— EXERCISE PROMPT —
Could you please repeat all of the entries exactly as written?
.....
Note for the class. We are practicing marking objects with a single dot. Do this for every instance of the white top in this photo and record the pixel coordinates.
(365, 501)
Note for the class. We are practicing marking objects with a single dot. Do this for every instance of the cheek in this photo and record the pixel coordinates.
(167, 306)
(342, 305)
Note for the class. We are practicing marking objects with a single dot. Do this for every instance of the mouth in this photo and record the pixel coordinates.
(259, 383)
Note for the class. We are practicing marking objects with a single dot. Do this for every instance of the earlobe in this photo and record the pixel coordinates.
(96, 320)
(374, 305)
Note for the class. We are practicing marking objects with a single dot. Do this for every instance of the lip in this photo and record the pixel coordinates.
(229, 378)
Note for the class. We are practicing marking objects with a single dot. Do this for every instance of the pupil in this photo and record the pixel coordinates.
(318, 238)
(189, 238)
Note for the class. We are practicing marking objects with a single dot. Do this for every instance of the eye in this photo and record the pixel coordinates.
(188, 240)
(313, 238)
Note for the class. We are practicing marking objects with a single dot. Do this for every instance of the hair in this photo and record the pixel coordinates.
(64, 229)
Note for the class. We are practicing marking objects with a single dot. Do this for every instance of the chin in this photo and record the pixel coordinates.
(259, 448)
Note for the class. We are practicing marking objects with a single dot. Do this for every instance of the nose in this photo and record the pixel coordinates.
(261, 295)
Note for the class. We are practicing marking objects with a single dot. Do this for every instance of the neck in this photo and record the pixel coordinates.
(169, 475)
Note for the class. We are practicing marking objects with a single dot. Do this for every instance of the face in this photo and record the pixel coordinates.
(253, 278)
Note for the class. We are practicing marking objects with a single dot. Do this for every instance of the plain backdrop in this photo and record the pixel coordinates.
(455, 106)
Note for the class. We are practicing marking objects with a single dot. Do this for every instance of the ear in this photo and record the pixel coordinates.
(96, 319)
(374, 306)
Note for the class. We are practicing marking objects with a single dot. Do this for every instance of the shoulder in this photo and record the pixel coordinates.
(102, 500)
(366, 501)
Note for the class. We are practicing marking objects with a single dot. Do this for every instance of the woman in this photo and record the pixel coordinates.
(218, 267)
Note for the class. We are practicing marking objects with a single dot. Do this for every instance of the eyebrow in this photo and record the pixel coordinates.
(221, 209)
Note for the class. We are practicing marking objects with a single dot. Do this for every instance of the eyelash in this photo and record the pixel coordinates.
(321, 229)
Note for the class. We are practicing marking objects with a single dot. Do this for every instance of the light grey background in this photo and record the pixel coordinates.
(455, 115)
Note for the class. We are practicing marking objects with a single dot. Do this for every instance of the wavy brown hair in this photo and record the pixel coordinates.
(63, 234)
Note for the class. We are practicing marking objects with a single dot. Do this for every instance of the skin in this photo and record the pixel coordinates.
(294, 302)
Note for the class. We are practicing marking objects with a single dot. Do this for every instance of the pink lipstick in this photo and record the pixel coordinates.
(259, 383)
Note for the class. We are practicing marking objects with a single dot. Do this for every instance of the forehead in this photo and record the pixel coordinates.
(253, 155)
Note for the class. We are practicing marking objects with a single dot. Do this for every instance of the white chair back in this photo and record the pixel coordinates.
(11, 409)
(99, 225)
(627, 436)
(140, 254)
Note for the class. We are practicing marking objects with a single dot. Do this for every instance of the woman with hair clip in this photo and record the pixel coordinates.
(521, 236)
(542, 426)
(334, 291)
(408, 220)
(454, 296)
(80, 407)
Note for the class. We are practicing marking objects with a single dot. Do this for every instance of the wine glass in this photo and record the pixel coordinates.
.....
— ANSWER BELOW —
Note for the class. We are practicing marking objects with a single dot. Do this for every instance of the white top in this photo and record the pixel coordinates.
(365, 501)
Note for the class. We are practicing marking objects with a single dot. Do this for every instance of the cheek in this photo and record the pixel coordinates.
(167, 306)
(342, 305)
Note for the class. We are practicing marking objects with a single dot. Do this for every instance of the mouth in this photo and record the pixel coordinates.
(259, 383)
Note for the class. We are practicing marking objects with a single dot. Do this for every instance of the earlobe in this photo and record the pixel coordinates.
(96, 320)
(374, 305)
Note for the class. We are practicing marking objects with a single dot. Do this for every instance of the lip in this photo and record the pixel coordinates.
(229, 378)
Note for the class. We are practicing marking objects with a single dot. Do this for every instance of the pupil in this photo and record the pixel coordinates.
(318, 238)
(189, 238)
Note for the class. We are practicing marking objects with a single dot. Do this for every instance of the eye in this photo and record the pixel coordinates.
(188, 240)
(313, 238)
Note for the class. We are practicing marking objects with a single dot. Do this for every instance of the hair in this photo and record the pixel coordinates.
(64, 229)
Note for the class. We are practicing marking objects with a single dot. Do this for every instance of the chin in this photo and record the pixel coordinates.
(259, 448)
Note for the class. We are practicing marking objects with a single dot. Do this for every instance of the nose in this photo and record the pixel coordinates.
(261, 295)
Note for the class. We are practicing marking objects with a single dot. Do this for every instance of the neck in this photo and record the pixel coordinates.
(169, 475)
Note for the class. We are practicing marking objects with a single dot. Do this for every instance of the face in this photo and record the pixel coordinates.
(253, 278)
Note for the class. We are practicing marking objects with a single dot. Do this for every instance of the plain backdrop in this photo and record the pixel coordinates.
(455, 106)
Note for the class. We are practicing marking objects with a single dot. Do this for every instance of the ear in this photo and record the pixel coordinates.
(96, 319)
(374, 306)
Note for the class. We are practicing marking objects with a single dot. Do this for every instance of the shoulder in this photo and record the pixel coordinates.
(102, 500)
(366, 501)
Note for the class. We are practicing marking objects with a single dot. Do this for every instance of the woman in this photo and record the pixel coordinates.
(218, 267)
Note for the class. We are practicing marking objects with a single dot. Do this for every instance of the eyebrow in this photo and record the pixel coordinates.
(221, 209)
Note for the class. We are practicing marking objects with a single dot. Do this for every instance of the eyelash in this photo and record the pixel coordinates.
(321, 229)
Note for the class. We are practicing marking objects with a single dot. Do this for every instance of the light grey background in this photo and record the pixel coordinates.
(455, 115)
Note for the class. We are practicing marking objects with a single dot. Do this for every instance of the wavy brown hair in this photo and record the pixel coordinates.
(63, 234)
Note for the class. We are practicing marking objects with a single dot. Do this for every instance of the skin in this photo and record the pixel coordinates.
(294, 302)
Note for the class. We are practicing marking objects with a single dot. Do this for every instance of the pink lipstick in this photo and record the pixel coordinates.
(259, 383)
Note for the class. We are practicing marking objects with a single dot. Do this for every instance of the forehead in this photo and record the pixel coordinates.
(253, 155)
Note for the class. We are practicing marking objects with a single dot. Do this for every instance of the white chair back in this photo and record the pixel coordinates.
(11, 409)
(99, 225)
(627, 436)
(140, 254)
Note for the class. We are practicing marking objects with a single dot. Do this for every instance of the woman with hair clip in this photo and record the pixel coordinates.
(521, 236)
(542, 426)
(334, 291)
(408, 220)
(454, 296)
(80, 407)
Note for the class. We are practicing marking objects with a single dot. Do this for every instance of the wine glass in this photo and record the pixel coordinates.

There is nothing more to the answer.